┌──

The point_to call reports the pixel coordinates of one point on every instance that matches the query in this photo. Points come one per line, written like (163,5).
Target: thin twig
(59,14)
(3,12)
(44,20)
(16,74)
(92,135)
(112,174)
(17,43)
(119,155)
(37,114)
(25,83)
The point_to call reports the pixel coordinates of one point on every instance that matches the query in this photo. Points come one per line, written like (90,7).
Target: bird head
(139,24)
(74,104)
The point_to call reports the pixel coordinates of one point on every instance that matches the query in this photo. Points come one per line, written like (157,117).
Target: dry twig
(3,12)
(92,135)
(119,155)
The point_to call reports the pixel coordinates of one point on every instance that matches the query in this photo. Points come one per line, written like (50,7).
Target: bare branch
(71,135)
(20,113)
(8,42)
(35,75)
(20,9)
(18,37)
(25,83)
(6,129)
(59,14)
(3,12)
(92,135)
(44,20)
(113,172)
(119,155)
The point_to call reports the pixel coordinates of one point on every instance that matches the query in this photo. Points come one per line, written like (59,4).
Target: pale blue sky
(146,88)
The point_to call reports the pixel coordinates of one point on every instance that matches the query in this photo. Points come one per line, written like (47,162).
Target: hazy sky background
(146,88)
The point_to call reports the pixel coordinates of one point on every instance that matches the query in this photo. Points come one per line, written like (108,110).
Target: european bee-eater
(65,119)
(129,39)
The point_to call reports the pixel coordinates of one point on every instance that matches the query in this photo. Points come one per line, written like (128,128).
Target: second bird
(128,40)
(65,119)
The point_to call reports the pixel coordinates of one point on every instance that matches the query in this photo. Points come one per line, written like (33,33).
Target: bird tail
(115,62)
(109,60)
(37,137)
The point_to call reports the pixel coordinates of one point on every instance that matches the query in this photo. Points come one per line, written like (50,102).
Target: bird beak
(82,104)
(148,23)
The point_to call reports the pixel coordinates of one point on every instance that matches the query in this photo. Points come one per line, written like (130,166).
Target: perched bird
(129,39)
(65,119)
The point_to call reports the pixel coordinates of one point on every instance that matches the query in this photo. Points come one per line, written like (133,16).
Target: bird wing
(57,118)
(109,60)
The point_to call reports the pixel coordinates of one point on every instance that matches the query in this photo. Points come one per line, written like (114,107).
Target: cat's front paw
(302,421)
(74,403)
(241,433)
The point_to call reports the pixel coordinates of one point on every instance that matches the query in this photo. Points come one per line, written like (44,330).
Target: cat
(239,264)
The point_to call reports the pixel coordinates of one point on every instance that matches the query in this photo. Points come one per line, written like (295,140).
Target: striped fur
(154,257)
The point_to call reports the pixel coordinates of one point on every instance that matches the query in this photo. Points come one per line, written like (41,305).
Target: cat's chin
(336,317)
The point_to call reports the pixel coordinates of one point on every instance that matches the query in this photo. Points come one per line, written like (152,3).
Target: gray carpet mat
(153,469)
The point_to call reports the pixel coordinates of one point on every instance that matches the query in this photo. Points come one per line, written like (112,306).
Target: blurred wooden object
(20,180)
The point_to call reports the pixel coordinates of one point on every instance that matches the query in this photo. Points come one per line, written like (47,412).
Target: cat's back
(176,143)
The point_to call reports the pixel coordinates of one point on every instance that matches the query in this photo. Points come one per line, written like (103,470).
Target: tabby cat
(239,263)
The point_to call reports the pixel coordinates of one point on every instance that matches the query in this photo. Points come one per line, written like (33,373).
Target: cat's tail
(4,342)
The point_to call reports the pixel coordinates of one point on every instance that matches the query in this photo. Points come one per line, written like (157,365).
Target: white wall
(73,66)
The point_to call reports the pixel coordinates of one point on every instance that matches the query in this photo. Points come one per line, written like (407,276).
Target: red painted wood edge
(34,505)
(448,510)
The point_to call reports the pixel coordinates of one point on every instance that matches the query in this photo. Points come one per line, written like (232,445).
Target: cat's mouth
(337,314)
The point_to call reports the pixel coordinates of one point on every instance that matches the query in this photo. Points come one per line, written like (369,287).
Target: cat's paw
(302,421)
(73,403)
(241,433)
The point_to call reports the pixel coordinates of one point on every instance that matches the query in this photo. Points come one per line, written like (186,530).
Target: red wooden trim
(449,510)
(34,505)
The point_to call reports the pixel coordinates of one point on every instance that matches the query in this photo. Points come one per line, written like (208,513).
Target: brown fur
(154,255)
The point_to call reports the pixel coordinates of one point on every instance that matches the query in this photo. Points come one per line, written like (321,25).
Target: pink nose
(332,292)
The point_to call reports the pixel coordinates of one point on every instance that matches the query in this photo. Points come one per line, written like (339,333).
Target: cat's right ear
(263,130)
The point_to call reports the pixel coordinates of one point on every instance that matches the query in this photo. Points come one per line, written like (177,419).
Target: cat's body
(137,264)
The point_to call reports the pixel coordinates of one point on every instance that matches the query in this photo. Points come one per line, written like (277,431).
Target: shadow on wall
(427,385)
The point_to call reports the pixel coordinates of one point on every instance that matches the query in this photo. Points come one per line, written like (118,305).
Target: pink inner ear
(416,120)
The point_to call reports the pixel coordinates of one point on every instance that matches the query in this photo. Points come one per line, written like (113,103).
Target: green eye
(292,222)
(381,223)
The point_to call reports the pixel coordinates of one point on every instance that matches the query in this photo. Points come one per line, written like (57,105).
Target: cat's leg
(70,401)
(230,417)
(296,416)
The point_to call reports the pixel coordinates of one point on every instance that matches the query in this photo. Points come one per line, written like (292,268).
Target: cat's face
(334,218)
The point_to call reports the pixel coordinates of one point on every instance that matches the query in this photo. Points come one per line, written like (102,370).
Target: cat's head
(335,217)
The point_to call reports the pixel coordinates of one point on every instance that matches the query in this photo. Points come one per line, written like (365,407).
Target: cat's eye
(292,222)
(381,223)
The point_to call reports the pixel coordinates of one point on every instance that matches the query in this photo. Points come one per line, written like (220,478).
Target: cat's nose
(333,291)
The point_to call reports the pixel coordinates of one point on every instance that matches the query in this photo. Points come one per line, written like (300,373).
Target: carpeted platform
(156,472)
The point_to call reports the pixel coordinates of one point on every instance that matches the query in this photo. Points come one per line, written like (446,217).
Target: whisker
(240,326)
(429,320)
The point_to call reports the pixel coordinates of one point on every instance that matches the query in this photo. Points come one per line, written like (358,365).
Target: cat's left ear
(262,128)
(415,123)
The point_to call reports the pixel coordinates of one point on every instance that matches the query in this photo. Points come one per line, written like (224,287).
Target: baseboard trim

└──

### WHAT IS EXPECTED:
Taking the listing above, write all of it out exactly.

### ANSWER FOR THIS EXERCISE:
The point_to call reports the pixel coordinates of one point on every instance that matches the query in this photo. Points come one per line, written like (163,5).
Target: thin twig
(59,14)
(3,12)
(44,20)
(16,74)
(92,135)
(112,174)
(17,43)
(119,155)
(37,114)
(25,83)
The point_to call reports the pixel coordinates of one point on every instance that matches the query in this photo. Points come one per line, written like (90,7).
Target: bird head
(139,24)
(74,104)
The point_to call reports the pixel coordinates of one point on every instance that matches the query in this photo. Points come one per line, written like (157,117).
Target: dry twig
(3,12)
(92,135)
(119,155)
The point_to call reports the pixel coordinates of one point on every instance that matches the query in this photo. Points come one per line, written like (50,7).
Target: bare branch
(71,135)
(20,113)
(8,42)
(35,75)
(20,9)
(18,37)
(25,83)
(6,129)
(59,14)
(3,12)
(92,135)
(44,20)
(113,172)
(119,155)
The point_to call reports the pixel coordinates of one point on every instance that matches the query in this photo. Points come one per line, written like (59,4).
Target: pale blue sky
(146,88)
The point_to call reports the pixel coordinates of one point on every instance that matches the query in this photo. Points come one per line, written like (47,162).
Target: hazy sky background
(146,88)
The point_to call reports the pixel coordinates of one point on every instance that matches the query in this photo. Points come one per line, written like (108,110).
Target: european bee-eater
(65,119)
(129,39)
The point_to call reports the pixel coordinates of one point on every instance that matches the query in this photo. Points come one per line, written like (128,128).
Target: second bird
(128,40)
(65,119)
The point_to call reports the pixel coordinates of one point on every instance that matches the query in this photo. Points come one per line, written like (33,33).
Target: bird tail
(115,62)
(109,60)
(37,137)
The point_to call reports the pixel coordinates of one point on every instance that matches the query in this photo. Points come one per line, written like (50,102).
Target: bird beak
(82,104)
(148,23)
The point_to call reports the pixel coordinates of one point on every instance that matches the query in this photo. Points come one per line, written like (130,166).
Target: perched bird
(129,39)
(65,119)
The point_to call reports the pixel coordinates of one point on every instance that matches the query in this photo. Points come one per line, written like (133,16).
Target: bird wing
(57,118)
(109,60)
The point_to call reports the pixel coordinates of one point on every instance that matches the query in this photo. Points come one per line, written like (114,107).
Target: cat's front paw
(302,421)
(74,403)
(241,433)
The point_to call reports the pixel coordinates of one point on every instance that matches the query in this photo. Points come one per line, written like (44,330).
Target: cat
(239,264)
The point_to call reports the pixel coordinates of one point on every instance that matches the query in this photo. Points come one per line, written like (295,140).
Target: striped fur
(154,257)
The point_to call reports the pixel coordinates of one point on every instance that matches the query in this photo. Points come one per line, written like (41,305).
Target: cat's chin
(336,317)
The point_to call reports the pixel coordinates of one point on every instance that matches the query in this photo. Points come one per line, written like (152,3).
Target: gray carpet mat
(153,469)
The point_to call reports the pixel coordinates of one point on every instance that matches the query in this photo. Points come one per line, written like (112,306).
Target: blurred wooden object
(20,180)
The point_to call reports the pixel coordinates of one point on every instance that matches the query in this photo. Points come one per line, written like (47,412).
Target: cat's back
(176,143)
The point_to call reports the pixel coordinates of one point on every instance that matches the query in this photo. Points come one per line, written like (103,470).
Target: tabby cat
(239,263)
The point_to call reports the pixel coordinates of one point on every instance that matches the query in this photo. Points come one per line, written like (33,373).
Target: cat's tail
(4,342)
The point_to call reports the pixel coordinates of one point on every instance that matches the query in this photo. Points come one per line, written like (157,365).
Target: white wall
(73,66)
The point_to call reports the pixel coordinates of one point on every instance that matches the query in this photo. Points come one per line, written like (407,276).
Target: red painted wood edge
(34,505)
(448,510)
The point_to call reports the pixel coordinates of one point on every instance that matches the query in this photo. Points come one per line, written like (232,445).
Target: cat's mouth
(337,314)
The point_to call reports the pixel coordinates of one point on every instance that matches the query in this photo. Points come one per line, written like (369,287).
Target: cat's paw
(302,421)
(73,403)
(241,433)
The point_to call reports the pixel coordinates of one point on every instance that matches the query in this photo. Points come one per line, written like (186,530).
Target: red wooden trim
(449,510)
(34,505)
The point_to call reports the pixel coordinates of one point on every instance that matches the query in this photo. Points come one per line, written like (208,513).
Target: brown fur
(154,255)
The point_to call reports the pixel coordinates of one point on every instance that matches the query in this photo. Points come one per line, written like (321,25).
Target: pink nose
(332,292)
The point_to call reports the pixel coordinates of one point on every instance that matches the query in this photo. Points come one per line, written like (339,333).
Target: cat's right ear
(263,130)
The point_to call reports the pixel coordinates of one point on every instance that matches the query in this photo. Points come one per line, written like (177,419).
Target: cat's body
(137,264)
The point_to call reports the pixel coordinates of one point on every instance that matches the query in this photo. Points come one per line, written like (277,431).
Target: shadow on wall
(427,385)
The point_to call reports the pixel coordinates of one point on every instance that matches the query in this photo. Points come one per line, written like (118,305).
Target: pink inner ear
(416,120)
The point_to call reports the pixel coordinates of one point on every instance that matches the query in this photo. Points come one per line, written like (113,103).
Target: green eye
(292,222)
(381,223)
The point_to call reports the pixel coordinates of one point on every instance that matches the query in this photo. Points come one per line, written like (57,105).
Target: cat's leg
(70,401)
(230,417)
(296,416)
The point_to call reports the pixel coordinates of one point on every instance that matches the query in this photo. Points come one per line, written like (292,268).
Target: cat's face
(334,218)
The point_to call reports the pixel coordinates of one point on every instance that matches the query in this photo. Points come one per line, written like (102,370).
Target: cat's head
(335,217)
The point_to call reports the pixel coordinates of one point on every instance that matches the query in this photo. Points come one per line, written like (365,407).
Target: cat's eye
(292,222)
(381,223)
The point_to call reports the pixel coordinates of one point on every instance that matches the query in this photo. Points come one per line, written like (220,478).
Target: cat's nose
(333,291)
The point_to call reports the pixel coordinates of one point on every instance that matches the query in this photo. Points come one per line, written like (300,373).
Target: carpeted platform
(156,472)
The point_to call reports the pixel coordinates of one point on every instance that matches the query in this photo. Points come one per line, written like (446,217).
Target: whisker
(240,326)
(429,320)
The point_to call reports the pixel coordinates of one point on every instance that matches the query in this photo. Points come one per line, written like (358,365).
Target: cat's left ear
(262,128)
(415,123)
The point_to call reports the pixel coordinates of one point on every instance that matches the query in this photo. Points come one per line, written like (224,287).
Target: baseboard trim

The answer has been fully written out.